Segmentation annotation records:

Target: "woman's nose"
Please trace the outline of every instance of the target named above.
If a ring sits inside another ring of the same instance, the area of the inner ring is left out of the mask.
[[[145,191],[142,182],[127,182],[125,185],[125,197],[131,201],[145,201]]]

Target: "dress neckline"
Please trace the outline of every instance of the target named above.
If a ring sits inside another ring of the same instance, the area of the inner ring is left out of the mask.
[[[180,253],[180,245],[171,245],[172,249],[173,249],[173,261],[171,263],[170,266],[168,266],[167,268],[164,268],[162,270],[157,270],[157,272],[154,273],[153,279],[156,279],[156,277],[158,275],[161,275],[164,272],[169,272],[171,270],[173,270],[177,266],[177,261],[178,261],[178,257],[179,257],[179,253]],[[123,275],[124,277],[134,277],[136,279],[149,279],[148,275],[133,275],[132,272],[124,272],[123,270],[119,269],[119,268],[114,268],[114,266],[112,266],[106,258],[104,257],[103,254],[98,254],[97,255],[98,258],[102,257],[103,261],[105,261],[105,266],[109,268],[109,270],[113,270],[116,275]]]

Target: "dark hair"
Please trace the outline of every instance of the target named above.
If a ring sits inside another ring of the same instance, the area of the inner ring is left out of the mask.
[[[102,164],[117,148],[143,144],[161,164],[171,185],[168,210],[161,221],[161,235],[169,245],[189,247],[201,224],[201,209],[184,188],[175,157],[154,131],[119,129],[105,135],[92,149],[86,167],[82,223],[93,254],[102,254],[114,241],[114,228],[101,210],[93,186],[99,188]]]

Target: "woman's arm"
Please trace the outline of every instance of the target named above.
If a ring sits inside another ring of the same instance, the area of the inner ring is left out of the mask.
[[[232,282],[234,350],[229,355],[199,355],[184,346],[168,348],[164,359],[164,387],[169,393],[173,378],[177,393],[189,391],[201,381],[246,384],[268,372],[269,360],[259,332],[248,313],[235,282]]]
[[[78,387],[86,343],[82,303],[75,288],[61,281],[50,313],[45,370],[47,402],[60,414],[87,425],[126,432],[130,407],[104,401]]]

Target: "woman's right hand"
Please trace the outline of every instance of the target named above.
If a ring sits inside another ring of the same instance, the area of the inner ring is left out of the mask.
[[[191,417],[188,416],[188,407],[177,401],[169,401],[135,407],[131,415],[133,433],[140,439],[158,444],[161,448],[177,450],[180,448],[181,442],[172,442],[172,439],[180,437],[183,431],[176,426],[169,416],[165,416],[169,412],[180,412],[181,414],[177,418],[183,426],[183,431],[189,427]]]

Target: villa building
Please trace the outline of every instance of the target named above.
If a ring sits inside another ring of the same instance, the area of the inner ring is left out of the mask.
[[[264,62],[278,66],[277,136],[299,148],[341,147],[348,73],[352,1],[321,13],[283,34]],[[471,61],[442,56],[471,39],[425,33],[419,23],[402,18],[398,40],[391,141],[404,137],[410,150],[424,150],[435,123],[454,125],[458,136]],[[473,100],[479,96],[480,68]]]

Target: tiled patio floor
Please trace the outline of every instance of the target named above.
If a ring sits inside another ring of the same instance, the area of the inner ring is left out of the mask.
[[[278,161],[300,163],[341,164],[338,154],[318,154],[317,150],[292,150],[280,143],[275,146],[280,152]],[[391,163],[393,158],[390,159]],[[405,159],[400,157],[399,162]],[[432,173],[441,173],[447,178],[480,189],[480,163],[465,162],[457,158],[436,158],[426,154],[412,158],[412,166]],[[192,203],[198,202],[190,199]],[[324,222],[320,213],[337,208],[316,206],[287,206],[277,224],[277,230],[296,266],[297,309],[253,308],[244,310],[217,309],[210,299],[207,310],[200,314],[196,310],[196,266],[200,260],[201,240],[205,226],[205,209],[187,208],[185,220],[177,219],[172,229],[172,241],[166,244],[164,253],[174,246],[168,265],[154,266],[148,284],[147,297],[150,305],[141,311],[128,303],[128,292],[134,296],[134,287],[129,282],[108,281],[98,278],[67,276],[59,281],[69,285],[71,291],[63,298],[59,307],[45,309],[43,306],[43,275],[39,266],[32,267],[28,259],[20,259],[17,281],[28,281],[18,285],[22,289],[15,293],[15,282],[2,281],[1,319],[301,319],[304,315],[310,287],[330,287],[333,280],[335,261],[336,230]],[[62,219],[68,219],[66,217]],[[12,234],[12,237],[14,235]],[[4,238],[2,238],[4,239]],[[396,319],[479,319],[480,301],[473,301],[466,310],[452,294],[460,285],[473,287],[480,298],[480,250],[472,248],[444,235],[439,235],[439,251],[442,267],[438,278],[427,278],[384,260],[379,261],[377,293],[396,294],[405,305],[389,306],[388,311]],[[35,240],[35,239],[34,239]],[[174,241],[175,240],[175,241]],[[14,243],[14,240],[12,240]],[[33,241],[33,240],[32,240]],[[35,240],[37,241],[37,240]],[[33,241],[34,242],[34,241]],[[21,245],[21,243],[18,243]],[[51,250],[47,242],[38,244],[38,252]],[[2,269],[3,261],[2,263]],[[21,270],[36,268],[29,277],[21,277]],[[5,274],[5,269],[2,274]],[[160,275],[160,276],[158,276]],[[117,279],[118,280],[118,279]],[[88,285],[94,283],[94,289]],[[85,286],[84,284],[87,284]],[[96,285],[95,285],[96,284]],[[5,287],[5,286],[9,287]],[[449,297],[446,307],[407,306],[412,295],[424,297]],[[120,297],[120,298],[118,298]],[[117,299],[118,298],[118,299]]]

Task description: Reproduce the listing shown above in its entirety, exactly.

Finished exercise:
Target: "woman's nose"
Please trace the outline of every instance of the target named above.
If a ring sits inside another ring of the same instance, the area of the inner ring is left out of the mask.
[[[145,191],[142,182],[127,182],[125,185],[125,197],[131,201],[145,201]]]

Target: "dress neckline"
Please trace the outline of every instance of the target named above.
If a ring sits inside another ring of the same instance, the area of the inner ring is left out of the mask.
[[[180,253],[180,245],[171,245],[172,249],[173,249],[173,261],[171,263],[170,266],[168,266],[167,268],[164,268],[162,270],[157,270],[157,272],[154,273],[153,279],[156,279],[156,277],[158,275],[161,275],[164,272],[169,272],[171,270],[173,270],[177,266],[177,261],[178,261],[178,257],[179,257],[179,253]],[[123,275],[124,277],[134,277],[136,279],[149,279],[148,275],[133,275],[132,272],[124,272],[123,270],[119,269],[119,268],[114,268],[114,266],[112,266],[106,258],[104,257],[103,254],[98,254],[97,255],[98,258],[102,257],[103,261],[105,261],[105,266],[109,268],[109,270],[113,270],[116,275]]]

Target: "dark hair"
Please trace the outline of every instance of the target named above.
If a ring sits inside another ring of the same instance, the area of the inner ring is left out of the mask.
[[[102,164],[117,148],[143,144],[161,164],[171,185],[168,210],[161,221],[161,235],[169,245],[189,247],[201,224],[201,209],[184,188],[175,157],[154,131],[119,129],[105,135],[92,149],[86,167],[82,223],[93,254],[102,254],[114,241],[114,228],[101,210],[93,186],[99,188]]]

Target: "woman's arm"
Please trace the outline of every instance of the target named above.
If a ring sits inside another ring of the same instance, the area of the inner ring is left out of the mask.
[[[232,282],[234,350],[229,355],[199,355],[184,346],[168,348],[164,359],[164,387],[169,393],[173,378],[177,393],[189,391],[201,381],[246,384],[268,372],[269,360],[259,332],[248,313],[235,282]]]
[[[78,387],[86,343],[82,303],[75,288],[61,281],[50,313],[45,370],[47,402],[60,414],[87,425],[126,432],[130,407],[104,401]]]

Target: "woman's right hand"
Please trace the outline of every instance of the target named above.
If a ring sits inside another ring of the same instance, the area of the inner ring is left out of the mask.
[[[191,417],[188,416],[188,407],[177,401],[169,401],[135,407],[131,415],[133,433],[140,439],[158,444],[161,448],[177,450],[180,448],[181,442],[172,442],[172,439],[180,437],[183,431],[176,426],[169,416],[165,416],[169,412],[180,412],[181,414],[177,418],[183,426],[183,431],[189,427]]]

Target: villa building
Please trace the outline of every instance of the target named above.
If a ring sits inside another ring of the same instance, the area of the inner ring is left out of the mask.
[[[264,62],[278,66],[277,136],[299,148],[341,147],[348,73],[352,1],[321,13],[283,34]],[[471,61],[442,56],[471,39],[425,33],[419,23],[402,18],[398,40],[391,141],[404,137],[410,150],[424,150],[435,123],[454,125],[458,136]],[[473,100],[479,96],[480,68]]]

Target: tiled patio floor
Please trace the outline of every instance of the target named above.
If a ring sits inside another ring of the same instance, the area of the inner ring is left out of the mask.
[[[278,161],[300,163],[341,164],[338,154],[318,154],[317,150],[292,150],[280,143],[275,146],[280,152]],[[391,163],[393,158],[390,159]],[[405,159],[400,157],[399,162]],[[432,173],[441,173],[447,178],[480,189],[480,163],[465,162],[457,158],[436,158],[426,154],[412,158],[412,166]],[[192,203],[198,202],[190,199]],[[324,222],[320,213],[337,208],[316,206],[287,206],[277,224],[277,230],[296,266],[297,309],[253,308],[244,310],[217,309],[210,299],[207,310],[200,314],[196,310],[196,266],[200,260],[201,240],[205,226],[205,209],[187,208],[185,220],[177,219],[172,229],[172,241],[166,244],[164,253],[174,246],[168,265],[154,266],[148,284],[147,297],[150,305],[141,311],[128,303],[128,292],[134,296],[134,287],[129,282],[108,281],[98,278],[67,276],[59,281],[69,285],[71,291],[63,298],[59,307],[45,309],[43,306],[43,275],[39,266],[32,267],[28,259],[20,259],[17,281],[28,281],[18,285],[22,289],[15,293],[15,282],[2,281],[1,319],[301,319],[304,315],[310,287],[330,287],[333,280],[335,261],[336,230]],[[62,219],[68,219],[66,217]],[[12,234],[12,237],[14,235]],[[4,238],[2,238],[4,239]],[[396,319],[479,319],[480,301],[473,301],[466,310],[452,294],[460,285],[473,287],[480,298],[480,250],[472,248],[444,235],[439,235],[439,251],[442,267],[438,278],[427,278],[384,260],[379,261],[377,293],[396,294],[405,305],[389,306],[388,311]],[[35,240],[35,239],[34,239]],[[174,241],[175,240],[175,241]],[[14,243],[14,240],[12,240]],[[33,241],[33,240],[32,240]],[[35,240],[37,241],[37,240]],[[33,241],[34,242],[34,241]],[[21,245],[21,243],[18,243]],[[51,250],[47,242],[38,244],[38,252]],[[2,269],[3,261],[2,263]],[[21,270],[36,268],[29,277],[21,277]],[[5,274],[5,269],[2,274]],[[160,275],[160,276],[158,276]],[[117,279],[118,280],[118,279]],[[88,285],[94,283],[94,289]],[[85,286],[84,284],[87,284]],[[96,285],[95,285],[96,284]],[[5,287],[5,286],[9,287]],[[449,297],[446,307],[407,306],[412,295],[424,297]],[[120,297],[120,298],[118,298]],[[117,299],[118,298],[118,299]]]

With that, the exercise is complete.